Soon after Zeldman converted the web developer community to use standards, adopt CSS, and shame IE users, a little feature developed at Microsoft called XMLHttpRequest ripped the web wide open and fearless developers starting doing amazing things in the browser. The power and promise of AJAX was showcased with innovative sites like Writely and Google Maps. The Web 2.0 revolution was underway. Coincident to this, on the hardware side desktop computers were advancing so quickly that suddenly there was an amazing amount of computing power sitting on or under everyone’s desks. In only a few years time, broadband replaced modems for home connections, a Windows version was released that didn’t require you to reboot after changing your IP address, and network speeds and latency were becoming more and more stable. Suddenly the promise of all this spare computational power had an appealing outlet in the use of JavaScript to build websites that were good enough to replace desktop apps. A little thing called the iPhone came out which radically changed the web landscape again, but I’m afraid if I get into that it will take me even further afield than I already am.

Every few years I get the damn foolish idea in my head that I should do something cool with JavaScript. But every time I take a look at what it means to be a front-end developer, I run screaming back to the safe comfortable confines of the back-end. Over the years whenever I needed to use JavaScript, I would reach for a library like jQuery because it was convenient, well supported, easy to use, and had all the features I needed for simple things like “make this button select all checkboxes on the page”. I never cared to dig into it more deeply because for me those front-end tasks were secondary concerns compared to making the back-end work. But at the same time I’ve always hated my ignorance of Javascript because even trying to do something dead simple I had to lookup countless topics on MDN and questions on Stack Overflow.

Twenty years ago I built this little toy animated matrix of table cells with setTimeout and Math.random. Back then I only designed it to handle 4 rows because any more than that would bring my 1999-era desktop to a crawl. The fact that it still works is not so much a sign that I can write good code as it is a testimony to the dedication to backwards-compatibility of the ECMAScript standards committee and browser developers. It looks nothing like modern-era JavaScript because the language has undergone so many transformations over the last two decades. What began in 1995 as a hastily implemented scripting language to enable dynamic web pages in Netscape Navigator became by 2013 the most popular programming language on Stack Overflow. Douglas Crockford’s 2008 book JavaScript: The Good Parts was a turning point in the maturation of JavaScript by focusing developer attention on the best aspects of the language that make it suitable for writing high quality code.

### What the task asks
Can you carry the passage about JavaScript's history further, picking up right after its last sentence? None of the rows have any bearing on what you are asked here.

### Dataset extract
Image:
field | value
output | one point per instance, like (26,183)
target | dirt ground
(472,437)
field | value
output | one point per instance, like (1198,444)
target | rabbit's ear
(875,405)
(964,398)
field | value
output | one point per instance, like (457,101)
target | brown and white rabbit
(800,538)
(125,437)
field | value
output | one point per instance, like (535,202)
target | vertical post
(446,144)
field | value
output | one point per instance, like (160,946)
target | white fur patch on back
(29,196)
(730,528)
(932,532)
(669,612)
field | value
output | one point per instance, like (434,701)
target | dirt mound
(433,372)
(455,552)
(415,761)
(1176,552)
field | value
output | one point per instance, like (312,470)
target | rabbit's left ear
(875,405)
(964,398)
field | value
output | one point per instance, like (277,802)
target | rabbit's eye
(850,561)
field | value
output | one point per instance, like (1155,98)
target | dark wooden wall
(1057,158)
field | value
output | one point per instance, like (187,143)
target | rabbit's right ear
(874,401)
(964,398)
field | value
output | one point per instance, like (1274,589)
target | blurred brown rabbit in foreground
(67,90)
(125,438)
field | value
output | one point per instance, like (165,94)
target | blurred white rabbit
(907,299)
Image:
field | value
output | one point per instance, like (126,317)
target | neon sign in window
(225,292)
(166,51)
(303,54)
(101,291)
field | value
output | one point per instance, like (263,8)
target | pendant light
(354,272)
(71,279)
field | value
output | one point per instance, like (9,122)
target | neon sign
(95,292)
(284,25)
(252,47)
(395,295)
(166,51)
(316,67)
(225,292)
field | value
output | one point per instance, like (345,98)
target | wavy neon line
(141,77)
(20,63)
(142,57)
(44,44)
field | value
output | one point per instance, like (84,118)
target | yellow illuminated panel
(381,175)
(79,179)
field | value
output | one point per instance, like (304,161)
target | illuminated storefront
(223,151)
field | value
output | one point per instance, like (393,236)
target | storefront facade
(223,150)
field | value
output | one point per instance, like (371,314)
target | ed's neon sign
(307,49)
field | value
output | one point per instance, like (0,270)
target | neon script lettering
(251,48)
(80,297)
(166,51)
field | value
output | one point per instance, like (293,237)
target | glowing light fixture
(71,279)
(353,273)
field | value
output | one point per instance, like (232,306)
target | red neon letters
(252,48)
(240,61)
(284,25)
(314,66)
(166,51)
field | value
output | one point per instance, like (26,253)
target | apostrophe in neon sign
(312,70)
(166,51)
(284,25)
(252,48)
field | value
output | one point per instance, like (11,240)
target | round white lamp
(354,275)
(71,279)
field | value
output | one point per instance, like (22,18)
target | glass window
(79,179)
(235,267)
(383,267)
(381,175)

### Response
2019 seemed to finally be the year that front-end development shed its adolescent angst and grew up into a real environment that grown-ups can use. And by grown-ups I mean a guy who just a month ago put his first sticker on his MBP. ES6 works natively without transpilation and it took me about 17 seconds to get create-react-app to Hello World. When I tried this in 2016, I followed the original JavaScript Stack from Scratch and basically gave up because it was a total cluster. But now that ES6 works withourt layers of indirection, the guts of Webpack are safely hidden away, imports and exports work nicely, classes exist, and nobody cares if I use npm instead of gulp, grunt, or yarn, I’m finding writing JavaScript to be rather fun.

A better way

Now I’ve found another reason to revisit the front-end. Last year I started working a little bit with Julia and while it certainly didn’t inspire me to immediately abandon R and Python, I was impressed enough with some of the tooling and can definitely see the promise. It’s a little funky and gives me Scala flashbacks, but because of its thoughtful design, Julia might in ten years time be a powerful ecosystem for data science. One of the interesting discoveries I made along this exercise was the DataVoyager interface to the Voyager data exploration tool, which spins up a nice browser interface with auto-generated plots to very quickly assist in the first stages of exploratory data analysis. Voyager is an impressive project but it doesn’t solve the problem from the analyst’s perspective. The defaults are all wrong, the interface is clumsy, the styling feels way too much like a Microsoft product, and adapting it to work the way my brain wanted it to work was so distracting I constantly lost my train of thought and couldn’t focus on the data. In sum, I was fighting with it so much that it failed to do its job of showing me what I needed to see in my datasets. But the idea is so tantalizing and it’s a great start except that it doesn’t go any further than plotting. So I decided to write my own front-end dataset exploration tool. With blackjack and… actually, forget the dataset exploration tool. Before we do that, we need a dplyr (or pandas if you prefer) for JavaScript. And before that, we need some basic statistical distribution functions.

I started writing a dataframe class, with basic tabulation and join methods. Mean, median, mode, no sweat. Need some random numbers like rnorm? Easy. Ok, what about qnorm? Ouch, now I need to code Wichura’s algorithm. Looking ahead, I can see this will start to get painful really fast. Do I really want to write a full set of robust statistical functions in JavaScript simply to enable my visual exploration tool? I soon realized that instead of trying to recreate R and dplyr, wouldn’t it be much easier if I could actually just use R and dplyr? I pivoted back to R. It was a breath of fresh air. What if I can let R do all the backend work and just focus on building a front end to enable all the ideas I’ve been having for better EDA?

For this idea to work, I’ll need the web browser talking to a running R process. And here’s where it starts to get interesting.

Web applications and R

Python has Django and Flask, Ruby has Rails, Javascript has Express, PHP has, well, PHP, Julia has Genie, even C has a web application framework called Kore. So what about R? Why doesn’t R have a popular web application framework?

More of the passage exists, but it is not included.